**PASSAGE TO READ:**
The cause of the explosions at the Nyanya Bus Park roughly five kilometres (three miles) south of Abuja was not immediately clear.

The city has been attacked previously by Boko Haram insurgents, who say they are fighting to create a strict Islamic state in northern Nigeria.

"We have been able to bring some of the dead to the morgue and some injured have been taken to the hospital," said Charles Otegbade, head of search and rescue at the National Emergency Management Agency (NEMA).

He said his team had not yet been able to provide precise figures on casualties.

An AFP reporter at the scene said there were signs of a major explosion, with the remnants of charred vehicles scattered in the area.

Some of the small shops at the station had been damaged or destroyed.

The private Channels television network showed images of thick black smoke billowing out from the station.

Burnt luxury buses at New Road bus station in Sabon Gari district in northern Nigerian's largest city of Kano on March 19, 2013 following a suicide bombing (AFP Photo/Aminu Abubakar)

NEMA spokesman Manzo Ezekiel told AFP that the Nyanya station was crowded with people on their way to work in Abuja when the explosions rang out and that witnesses reported hearing two separate blasts.

Security officials at the scene were working to determine the cause of the explosions.

Boko Haram is blamed for scores of attacks across northern and central Nigeria that have killed thousands since 2009.

In 2011 it carried out a suicide car bombing at a United Nations building in Abuja that killed at least 26 people, one of its most prominent attacks.

Most of the group's recent violence, however, has been in the remote northeast of the country.

An attack on the outskirts of Abuja would cast further doubt on the military's claim that the insurgents have been weakened and lack the capacity to strike prominent targets.

Boko Haram attacks have already killed more than 1,500 people this year, according to Amnesty International.

The Islamists rebels stormed a northeastern village on the border with Cameroon early Sunday, killing at least 60 people with heavy weapons and explosives, a local official said.

**DATASET CONTENT:**
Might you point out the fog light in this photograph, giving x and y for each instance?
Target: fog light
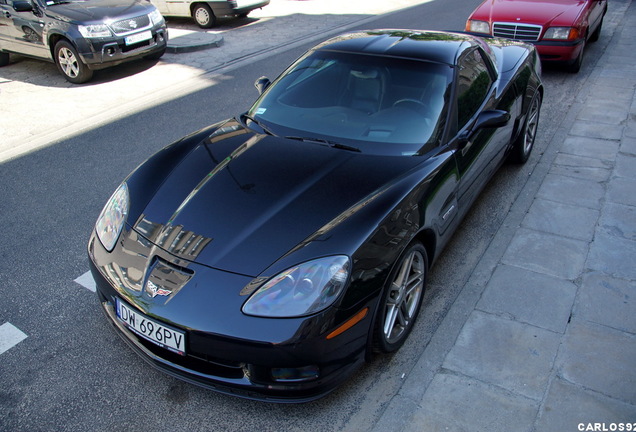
(305, 373)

**BRIEF A:** In the article on the Nyanya Bus Park explosions, translate this sentence into Spanish: "Some of the small shops at the station had been damaged or destroyed."
**BRIEF B:**
Using the article on the Nyanya Bus Park explosions, decide whether each statement agrees with it. Answer yes or no for each, quoting the words of the article that settle it.
(i) Witnesses reported hearing two separate blasts.
(ii) The Nyanya Bus Park is about ten kilometers north of Abuja.
(iii) Most of Boko Haram's recent violence has taken place in Abuja.

**YOUR RESPONSE A:** Algunas de las pequeñas tiendas de la estación habían resultado dañadas o destruidas.

**YOUR RESPONSE B:**
(i) Yes: "witnesses reported hearing two separate blasts"
(ii) No: "roughly five kilometres (three miles) south of Abuja"
(iii) No: "Most of the group's recent violence, however, has been in the remote northeast of the country."